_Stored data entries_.

———

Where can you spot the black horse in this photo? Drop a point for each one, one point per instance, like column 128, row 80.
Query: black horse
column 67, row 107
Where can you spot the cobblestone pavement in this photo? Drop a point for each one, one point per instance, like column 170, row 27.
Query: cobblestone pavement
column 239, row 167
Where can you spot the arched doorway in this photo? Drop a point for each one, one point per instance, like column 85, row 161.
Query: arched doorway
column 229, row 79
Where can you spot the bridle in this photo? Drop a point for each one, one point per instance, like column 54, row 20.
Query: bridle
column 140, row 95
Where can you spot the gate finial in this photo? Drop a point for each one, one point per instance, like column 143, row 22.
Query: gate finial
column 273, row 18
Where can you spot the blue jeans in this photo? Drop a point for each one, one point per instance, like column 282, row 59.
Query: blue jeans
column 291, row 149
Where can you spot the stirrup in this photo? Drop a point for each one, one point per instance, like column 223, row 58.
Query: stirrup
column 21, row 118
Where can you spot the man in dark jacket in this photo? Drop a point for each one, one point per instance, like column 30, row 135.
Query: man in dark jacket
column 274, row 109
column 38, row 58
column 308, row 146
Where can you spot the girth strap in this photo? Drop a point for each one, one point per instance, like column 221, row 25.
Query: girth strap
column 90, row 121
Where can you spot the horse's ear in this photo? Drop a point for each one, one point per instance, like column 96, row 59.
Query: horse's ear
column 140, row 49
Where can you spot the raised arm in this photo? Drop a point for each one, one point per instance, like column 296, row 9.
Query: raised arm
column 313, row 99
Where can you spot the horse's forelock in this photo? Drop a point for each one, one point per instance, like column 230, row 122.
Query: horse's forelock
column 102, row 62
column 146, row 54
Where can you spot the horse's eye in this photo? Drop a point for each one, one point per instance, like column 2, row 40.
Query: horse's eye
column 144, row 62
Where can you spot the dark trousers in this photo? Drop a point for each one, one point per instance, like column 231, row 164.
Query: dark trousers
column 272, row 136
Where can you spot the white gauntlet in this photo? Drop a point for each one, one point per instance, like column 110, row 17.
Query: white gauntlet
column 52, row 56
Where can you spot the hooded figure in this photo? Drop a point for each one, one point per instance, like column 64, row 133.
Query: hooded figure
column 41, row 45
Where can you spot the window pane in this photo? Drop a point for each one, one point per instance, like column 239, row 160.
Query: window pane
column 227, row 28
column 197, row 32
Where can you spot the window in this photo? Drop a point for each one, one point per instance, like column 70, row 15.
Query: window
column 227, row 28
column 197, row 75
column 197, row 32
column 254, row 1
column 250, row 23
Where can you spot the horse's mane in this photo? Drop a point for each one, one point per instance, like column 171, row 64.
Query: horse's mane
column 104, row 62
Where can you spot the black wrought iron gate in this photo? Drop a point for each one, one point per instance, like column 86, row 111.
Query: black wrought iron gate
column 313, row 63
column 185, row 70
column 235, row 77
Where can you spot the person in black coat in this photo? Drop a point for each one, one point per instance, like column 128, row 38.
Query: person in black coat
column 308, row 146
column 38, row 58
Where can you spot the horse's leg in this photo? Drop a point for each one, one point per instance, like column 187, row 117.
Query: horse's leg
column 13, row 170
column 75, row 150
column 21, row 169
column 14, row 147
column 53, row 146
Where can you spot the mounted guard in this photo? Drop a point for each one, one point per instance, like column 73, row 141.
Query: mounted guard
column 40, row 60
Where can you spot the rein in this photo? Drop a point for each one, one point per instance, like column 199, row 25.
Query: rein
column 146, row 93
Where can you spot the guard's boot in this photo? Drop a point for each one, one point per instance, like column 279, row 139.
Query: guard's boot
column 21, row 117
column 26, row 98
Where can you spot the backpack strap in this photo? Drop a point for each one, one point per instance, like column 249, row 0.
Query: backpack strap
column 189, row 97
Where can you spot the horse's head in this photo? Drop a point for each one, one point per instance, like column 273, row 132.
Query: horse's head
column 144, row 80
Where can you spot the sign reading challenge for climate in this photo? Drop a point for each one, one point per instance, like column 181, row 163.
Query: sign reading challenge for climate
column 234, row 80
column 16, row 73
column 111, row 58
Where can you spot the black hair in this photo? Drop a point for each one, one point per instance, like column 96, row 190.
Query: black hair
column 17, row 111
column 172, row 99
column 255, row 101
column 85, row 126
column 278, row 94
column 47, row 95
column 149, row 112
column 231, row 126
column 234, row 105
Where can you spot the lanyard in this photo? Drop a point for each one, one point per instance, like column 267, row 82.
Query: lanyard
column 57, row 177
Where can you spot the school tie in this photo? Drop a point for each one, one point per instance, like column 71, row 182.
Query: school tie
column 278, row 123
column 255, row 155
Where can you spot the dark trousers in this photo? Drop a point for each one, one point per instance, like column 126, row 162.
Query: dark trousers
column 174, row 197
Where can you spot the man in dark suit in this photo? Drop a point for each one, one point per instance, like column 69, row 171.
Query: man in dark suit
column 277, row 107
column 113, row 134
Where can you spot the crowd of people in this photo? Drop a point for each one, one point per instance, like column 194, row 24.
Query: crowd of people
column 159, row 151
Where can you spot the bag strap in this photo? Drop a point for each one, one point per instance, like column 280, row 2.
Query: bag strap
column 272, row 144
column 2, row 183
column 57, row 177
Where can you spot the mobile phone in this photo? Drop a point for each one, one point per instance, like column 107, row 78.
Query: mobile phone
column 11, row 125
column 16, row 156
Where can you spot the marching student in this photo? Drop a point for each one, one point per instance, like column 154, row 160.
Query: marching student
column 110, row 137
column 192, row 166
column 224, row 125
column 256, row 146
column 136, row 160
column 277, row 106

———

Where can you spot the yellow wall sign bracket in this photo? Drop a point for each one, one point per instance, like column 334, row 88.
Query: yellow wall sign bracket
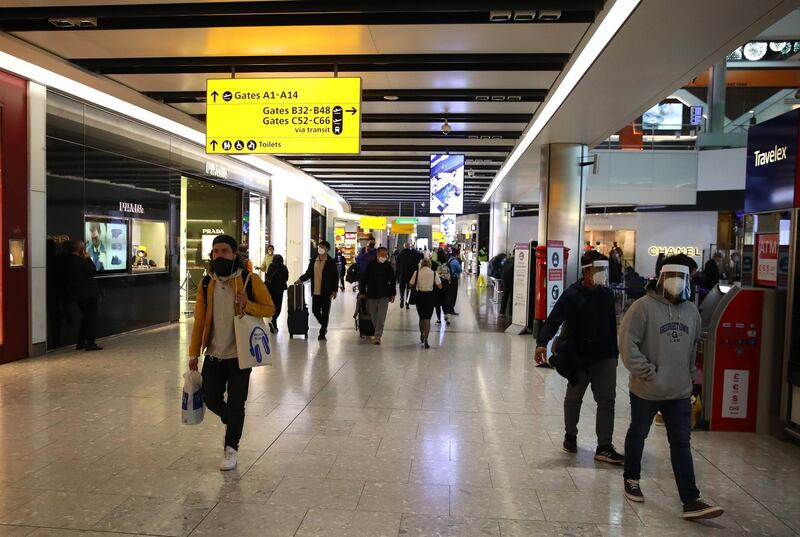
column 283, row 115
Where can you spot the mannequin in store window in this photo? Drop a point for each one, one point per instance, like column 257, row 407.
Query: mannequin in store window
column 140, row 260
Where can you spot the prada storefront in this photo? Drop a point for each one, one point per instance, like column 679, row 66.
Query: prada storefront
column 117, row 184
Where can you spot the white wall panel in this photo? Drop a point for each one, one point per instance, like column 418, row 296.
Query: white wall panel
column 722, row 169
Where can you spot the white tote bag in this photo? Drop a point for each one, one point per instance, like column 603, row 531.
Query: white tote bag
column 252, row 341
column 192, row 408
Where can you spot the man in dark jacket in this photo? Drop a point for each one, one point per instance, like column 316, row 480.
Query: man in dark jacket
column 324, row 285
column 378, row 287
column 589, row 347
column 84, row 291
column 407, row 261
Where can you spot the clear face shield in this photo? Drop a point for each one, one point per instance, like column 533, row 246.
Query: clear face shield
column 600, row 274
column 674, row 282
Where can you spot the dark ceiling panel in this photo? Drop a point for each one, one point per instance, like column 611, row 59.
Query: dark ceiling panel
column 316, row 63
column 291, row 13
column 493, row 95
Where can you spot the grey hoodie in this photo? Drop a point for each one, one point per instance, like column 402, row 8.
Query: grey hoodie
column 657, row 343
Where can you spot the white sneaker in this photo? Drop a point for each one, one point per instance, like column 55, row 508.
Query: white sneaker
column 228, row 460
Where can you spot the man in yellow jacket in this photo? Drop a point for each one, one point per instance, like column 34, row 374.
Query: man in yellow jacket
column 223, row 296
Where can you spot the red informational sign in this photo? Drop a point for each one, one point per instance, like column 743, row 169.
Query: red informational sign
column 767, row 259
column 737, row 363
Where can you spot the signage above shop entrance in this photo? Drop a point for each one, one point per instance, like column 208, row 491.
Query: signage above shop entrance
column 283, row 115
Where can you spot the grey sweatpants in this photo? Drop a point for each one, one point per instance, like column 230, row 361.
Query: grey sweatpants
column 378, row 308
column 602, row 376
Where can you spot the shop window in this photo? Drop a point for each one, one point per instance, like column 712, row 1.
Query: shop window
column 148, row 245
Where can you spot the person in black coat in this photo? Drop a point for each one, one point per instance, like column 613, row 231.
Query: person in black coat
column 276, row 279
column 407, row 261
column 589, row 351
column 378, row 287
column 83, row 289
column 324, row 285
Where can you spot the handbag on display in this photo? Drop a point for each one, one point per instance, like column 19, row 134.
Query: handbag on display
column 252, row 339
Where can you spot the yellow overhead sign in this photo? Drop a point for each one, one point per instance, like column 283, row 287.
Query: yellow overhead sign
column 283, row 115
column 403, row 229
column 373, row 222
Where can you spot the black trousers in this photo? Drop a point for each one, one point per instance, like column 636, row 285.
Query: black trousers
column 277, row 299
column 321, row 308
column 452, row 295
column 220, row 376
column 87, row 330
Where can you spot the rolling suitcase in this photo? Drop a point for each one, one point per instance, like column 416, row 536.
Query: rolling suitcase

———

Which of the lines above mention the word "suitcase"? Pull those lines out.

Where can you spot the rolling suitcase in this photo? Drop a point for each one, one point per instance, like column 416, row 536.
Query: rolling suitcase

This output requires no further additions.